• Task directions
Transcription of the full listing is required, character for character.

• Available data
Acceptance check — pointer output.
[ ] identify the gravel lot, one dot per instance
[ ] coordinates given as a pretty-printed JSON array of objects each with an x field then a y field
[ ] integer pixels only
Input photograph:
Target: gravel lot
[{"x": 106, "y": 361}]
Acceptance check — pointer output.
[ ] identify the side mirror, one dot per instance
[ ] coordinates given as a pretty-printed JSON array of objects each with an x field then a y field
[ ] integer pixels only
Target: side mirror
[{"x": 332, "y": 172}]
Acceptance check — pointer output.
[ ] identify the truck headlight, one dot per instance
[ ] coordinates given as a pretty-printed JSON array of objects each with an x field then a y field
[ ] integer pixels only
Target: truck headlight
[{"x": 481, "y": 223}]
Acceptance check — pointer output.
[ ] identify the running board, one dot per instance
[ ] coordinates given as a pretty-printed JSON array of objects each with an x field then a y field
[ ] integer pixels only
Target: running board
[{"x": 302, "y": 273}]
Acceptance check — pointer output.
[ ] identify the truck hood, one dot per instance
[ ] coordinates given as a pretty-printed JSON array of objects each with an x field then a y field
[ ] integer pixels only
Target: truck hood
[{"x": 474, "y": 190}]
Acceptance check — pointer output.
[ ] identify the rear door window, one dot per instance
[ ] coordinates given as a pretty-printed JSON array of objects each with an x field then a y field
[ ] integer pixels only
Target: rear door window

• Your solution
Acceptance check — pointer output.
[ ] identify the gravel lot, one dot per instance
[ ] coordinates given as a pretty-printed JSON array of objects each with an x field then a y field
[ ] integer pixels only
Input photograph:
Target: gravel lot
[{"x": 106, "y": 361}]
Acceptance check — pointer output.
[ ] identify the side mirror, one dot per instance
[ ] coordinates given as a pretty-printed JSON array of objects each with an x field then a y field
[ ] integer pixels only
Target: side mirror
[{"x": 332, "y": 172}]
Acceptance check — pointer output.
[ ] identify the truck headlight, one dot per instance
[ ] coordinates given as a pretty-printed JSON array of objects each with an x field then a y field
[ ] integer pixels only
Target: truck headlight
[{"x": 481, "y": 223}]
Acceptance check — pointer output.
[ ] identify the running board, one dot per instance
[ ] coordinates given as a pretty-printed JSON array of objects each with an x field then a y field
[ ] integer pixels only
Target: running board
[{"x": 302, "y": 273}]
Acceptance check — pointer output.
[ ] identify the truck hood, one dot per instance
[ ] coordinates given as a pretty-printed JSON array of objects each with an x field then a y field
[ ] integer pixels only
Target: truck hood
[{"x": 474, "y": 190}]
Acceptance check — pointer output.
[ ] identify the rear door window, one dot per instance
[ ] coordinates given as a pretty-printed JSON array of objects each with an x field then a y field
[ ] integer pixels only
Target: rear door window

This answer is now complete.